Instructions to follow: Make an exact copy of the records, with the pictures left out.

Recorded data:
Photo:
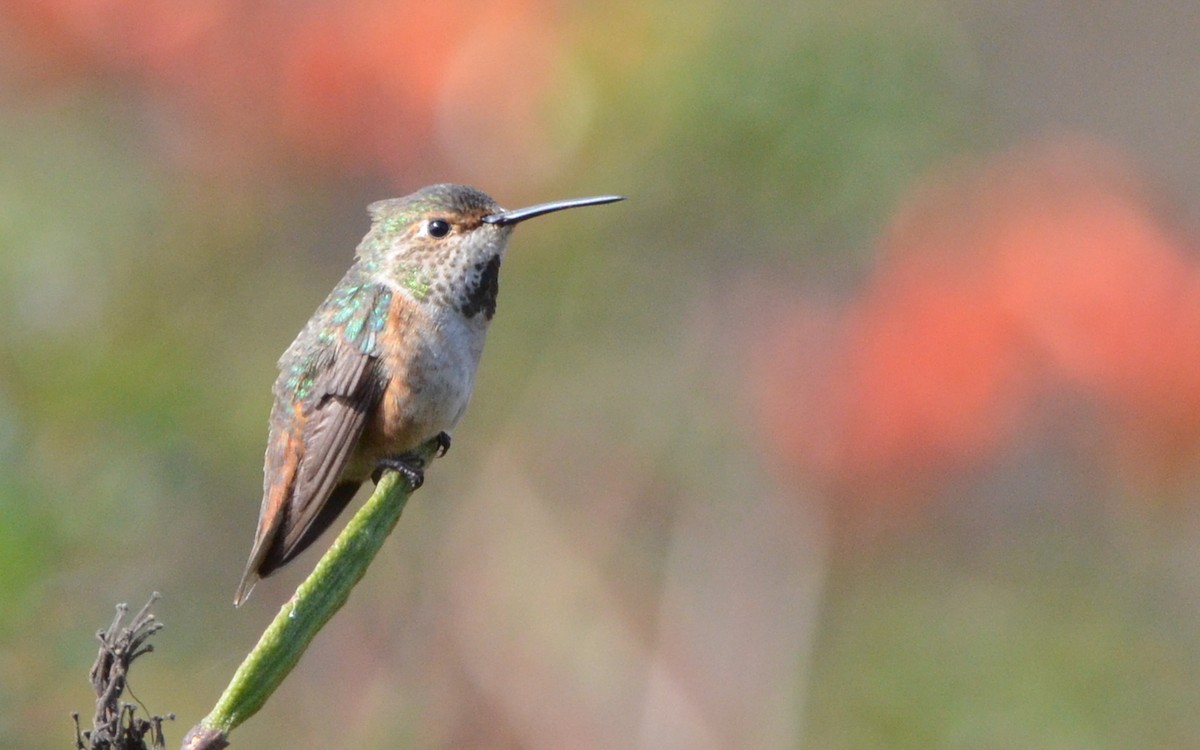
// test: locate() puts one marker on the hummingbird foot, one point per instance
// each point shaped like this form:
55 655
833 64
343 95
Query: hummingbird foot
443 439
408 465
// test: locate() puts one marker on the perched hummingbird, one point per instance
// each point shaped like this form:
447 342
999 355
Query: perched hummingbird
387 363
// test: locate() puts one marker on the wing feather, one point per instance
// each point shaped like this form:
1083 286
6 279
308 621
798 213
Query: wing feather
330 381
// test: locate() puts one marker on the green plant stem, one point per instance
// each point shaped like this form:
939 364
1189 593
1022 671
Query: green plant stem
315 603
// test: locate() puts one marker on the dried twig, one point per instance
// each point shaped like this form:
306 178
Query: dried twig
115 725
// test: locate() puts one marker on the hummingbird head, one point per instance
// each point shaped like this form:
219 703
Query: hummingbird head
444 244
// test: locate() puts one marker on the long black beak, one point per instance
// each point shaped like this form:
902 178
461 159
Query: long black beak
517 215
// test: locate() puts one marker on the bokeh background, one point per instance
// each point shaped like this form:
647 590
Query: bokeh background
870 420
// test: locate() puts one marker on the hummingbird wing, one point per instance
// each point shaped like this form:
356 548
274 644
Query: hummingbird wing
330 382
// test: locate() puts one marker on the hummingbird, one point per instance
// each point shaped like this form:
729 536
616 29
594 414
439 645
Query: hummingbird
387 363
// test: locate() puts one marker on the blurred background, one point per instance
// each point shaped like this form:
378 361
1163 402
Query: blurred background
870 420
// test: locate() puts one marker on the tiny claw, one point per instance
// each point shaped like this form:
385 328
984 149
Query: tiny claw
414 474
443 439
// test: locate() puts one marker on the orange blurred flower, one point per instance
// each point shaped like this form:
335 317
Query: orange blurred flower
358 85
997 287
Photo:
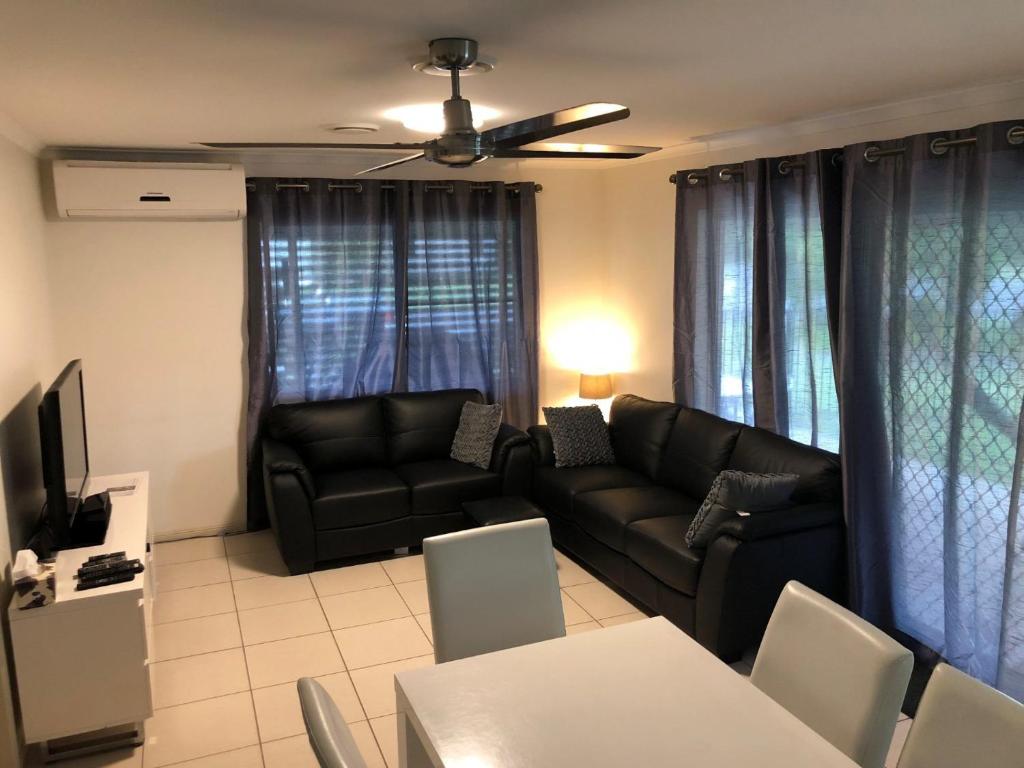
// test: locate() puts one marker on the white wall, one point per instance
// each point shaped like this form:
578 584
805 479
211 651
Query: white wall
155 310
25 361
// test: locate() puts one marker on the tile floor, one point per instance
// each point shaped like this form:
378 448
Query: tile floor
232 632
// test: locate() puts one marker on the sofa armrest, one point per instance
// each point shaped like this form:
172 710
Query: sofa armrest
282 459
749 563
544 449
764 524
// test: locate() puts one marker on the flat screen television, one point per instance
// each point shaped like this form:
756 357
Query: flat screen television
66 456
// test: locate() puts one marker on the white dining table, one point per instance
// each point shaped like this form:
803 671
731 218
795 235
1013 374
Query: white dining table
642 693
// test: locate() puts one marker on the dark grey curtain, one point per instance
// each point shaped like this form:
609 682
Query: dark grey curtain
752 305
795 255
713 347
357 288
931 342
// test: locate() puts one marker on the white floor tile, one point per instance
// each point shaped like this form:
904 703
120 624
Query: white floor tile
281 622
635 615
194 636
386 730
382 642
899 738
375 685
408 568
349 579
196 678
426 624
195 573
415 595
572 612
194 602
287 660
199 729
365 606
247 757
187 550
599 601
261 562
569 572
279 714
236 544
263 591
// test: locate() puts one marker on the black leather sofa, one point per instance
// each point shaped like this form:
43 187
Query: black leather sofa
629 520
354 476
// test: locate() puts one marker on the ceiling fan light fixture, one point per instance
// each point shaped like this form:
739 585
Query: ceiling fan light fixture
430 118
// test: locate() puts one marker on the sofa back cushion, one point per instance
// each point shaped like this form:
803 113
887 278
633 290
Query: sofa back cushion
421 426
761 451
639 432
698 449
333 434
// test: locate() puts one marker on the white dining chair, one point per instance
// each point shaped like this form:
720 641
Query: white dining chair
329 736
837 673
963 722
493 588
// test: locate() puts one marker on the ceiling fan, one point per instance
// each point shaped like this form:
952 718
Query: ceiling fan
461 144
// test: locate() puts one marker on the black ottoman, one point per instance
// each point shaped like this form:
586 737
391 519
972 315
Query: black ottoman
501 509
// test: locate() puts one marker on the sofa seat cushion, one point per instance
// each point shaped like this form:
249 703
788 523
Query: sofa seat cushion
657 545
358 497
556 487
442 485
605 514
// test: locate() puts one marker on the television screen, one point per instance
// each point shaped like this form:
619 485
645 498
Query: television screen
66 459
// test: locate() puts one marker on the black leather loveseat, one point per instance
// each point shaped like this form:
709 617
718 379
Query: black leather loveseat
629 520
353 476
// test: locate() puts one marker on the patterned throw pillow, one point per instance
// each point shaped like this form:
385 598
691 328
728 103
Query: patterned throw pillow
735 492
474 439
580 436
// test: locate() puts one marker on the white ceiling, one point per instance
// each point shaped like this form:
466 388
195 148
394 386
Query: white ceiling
170 73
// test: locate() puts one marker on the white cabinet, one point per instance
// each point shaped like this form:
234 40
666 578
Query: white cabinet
82 663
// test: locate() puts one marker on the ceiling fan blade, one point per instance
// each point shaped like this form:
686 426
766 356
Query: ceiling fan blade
607 152
554 124
304 145
393 163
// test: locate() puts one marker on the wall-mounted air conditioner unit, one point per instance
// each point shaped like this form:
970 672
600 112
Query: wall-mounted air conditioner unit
100 189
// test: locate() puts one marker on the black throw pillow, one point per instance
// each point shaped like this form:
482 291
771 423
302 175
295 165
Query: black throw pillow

Solution to the problem:
Photo:
// test: locate() puts one marker on the hummingbird foot, one point per instance
// each point shaped like this form:
55 655
833 64
343 95
Query: hummingbird foot
443 439
408 465
// test: locate() puts one marker on the perched hummingbird, one point per instance
// each point shaped like this form:
447 342
999 355
Query: perched hummingbird
387 363
// test: locate() puts one marker on the wing feather, one point per instance
// each point shaped like this form:
1083 286
6 279
308 621
798 213
Query: wing feather
330 381
// test: locate() puts one marker on the green plant stem, one point per instance
// each point shaped like this form:
939 364
1189 593
1022 671
Query: green plant stem
315 603
// test: locate() puts one marker on the dried twig, one point per instance
// each point shaped like this form:
306 178
Query: dried twig
115 725
// test: locate() puts one marker on the hummingbird head, one point per instance
// each point shaped like this form:
219 703
Query: hummingbird head
444 244
// test: locate() puts one marker on the long black beak, one point per instance
// each point shaped like this form:
902 178
461 159
Query: long black beak
517 215
// test: locate() puts one marker on the bokeh background, one point per instance
// each point shaped like this form:
647 590
Query: bokeh background
870 420
// test: locate() puts one marker on the hummingbird wing, one point per instance
// each point shaped like this form:
356 548
274 644
Query: hummingbird wing
330 382
// test: locate() puts one marker on the hummingbird, one point per instance
// each point shaped like this form:
729 536
616 29
594 414
439 645
Query: hummingbird
387 363
// test: locate() puts one marker on the blurred background, one point per instance
// each point shaped like this form:
378 361
1163 402
Query: blurred background
870 420
// test: locate() puts one marker on the tiny claw, one point per instance
// each point shaped like this form:
385 328
984 149
Query: tiny claw
414 474
443 439
// test: locate() puts one marker on the orange blurred flower, one point per instance
// each point shaped like this form:
335 317
Query: orange blurred flower
358 85
997 287
Photo:
// test: locate() puts one marker on the white wall, one point per instance
// each point shaped like this form:
578 584
805 479
211 651
Query: white wall
155 310
25 361
// test: locate() puts one marker on the tile floor, one point per instance
// each point shaped like this form:
378 448
Query: tile floor
232 632
// test: locate() puts one marker on the sofa armrest, one point per instance
// each point shaped like this form:
172 710
Query: sofa armrest
282 459
749 563
544 449
764 524
// test: locate() puts one marker on the flat screen television, one point per instance
// each point shaped like this form:
756 357
Query: flat screen television
66 456
// test: locate() puts one marker on the white dining table, one point per instance
// each point shaped like this form:
803 671
731 218
795 235
1013 374
Query: white dining table
642 693
// test: locate() puts one marker on the dark grey curtain, one point per instance
// each point shaped like this form:
609 682
Query: dark grey curtain
752 305
795 255
713 347
357 288
931 342
// test: locate() puts one marker on the white floor tile, one point per instance
// each point shaped like this form:
904 703
120 624
Query: white floor tile
281 622
635 615
194 636
386 730
382 642
899 738
375 685
408 568
349 579
196 678
426 624
195 573
415 595
572 612
194 602
287 660
199 729
365 606
247 757
187 550
599 601
261 562
569 572
279 714
236 544
263 591
// test: locate() puts one marker on the black leather sofa, one point per instance
// each point shaped like this form:
43 187
Query: black leather sofa
629 520
354 476
// test: locate() puts one marker on the ceiling fan light fixture, one point per instance
// each point shaped like this form:
739 585
Query: ceiling fan light fixture
430 118
// test: locate() puts one marker on the sofa back cushion, one point per instance
// each point shaped like this form:
803 113
887 278
633 290
Query: sofa back cushion
421 426
761 451
639 432
698 449
333 434
// test: locate() puts one marker on the white dining chair, one point per instance
// each point shaped like this form:
720 641
Query: white dining chair
329 736
837 673
963 722
493 588
// test: locate() puts one marker on the ceiling fan, one point per instance
// each point shaped like this form:
952 718
Query: ceiling fan
461 144
// test: locate() puts one marker on the black ottoman, one point per instance
// each point shaped like this form:
586 737
391 519
972 315
Query: black ottoman
501 509
// test: locate() puts one marker on the sofa seat cushion, one point per instance
// each point shaped like this form:
249 703
788 523
Query: sofa seat cushion
657 545
358 497
556 487
442 485
605 514
// test: locate() puts one marker on the television screen, one point per instance
// each point shaped like this form:
619 485
645 498
Query: television screen
66 459
// test: locate() puts one marker on the black leather loveseat, one point per instance
// each point shaped like this form:
709 617
718 379
Query: black leather loveseat
629 520
353 476
// test: locate() puts one marker on the patterned throw pillow, one point per instance
// each point shaped like this form:
385 598
691 328
728 103
Query: patterned throw pillow
735 492
474 439
580 436
// test: locate() puts one marker on the white ceiling, one point per instance
// each point shaped like this form:
466 388
195 148
394 386
Query: white ceiling
170 73
// test: locate() puts one marker on the white cabinet, one point per instance
// each point shaped like this form:
234 40
666 578
Query: white cabinet
82 663
// test: locate() puts one marker on the ceiling fan blade, one point per instance
// each point shaped like this form:
686 426
766 356
Query: ceiling fan blade
607 152
554 124
304 145
393 163
// test: locate() puts one marker on the wall-mounted air conditioner unit, one point per instance
// each point shaped like this form:
970 672
600 112
Query: wall-mounted air conditioner unit
100 189
// test: locate() puts one marker on the black throw pillow, one point per instance
// each point shaped like this form:
482 291
771 423
302 175
295 165
Query: black throw pillow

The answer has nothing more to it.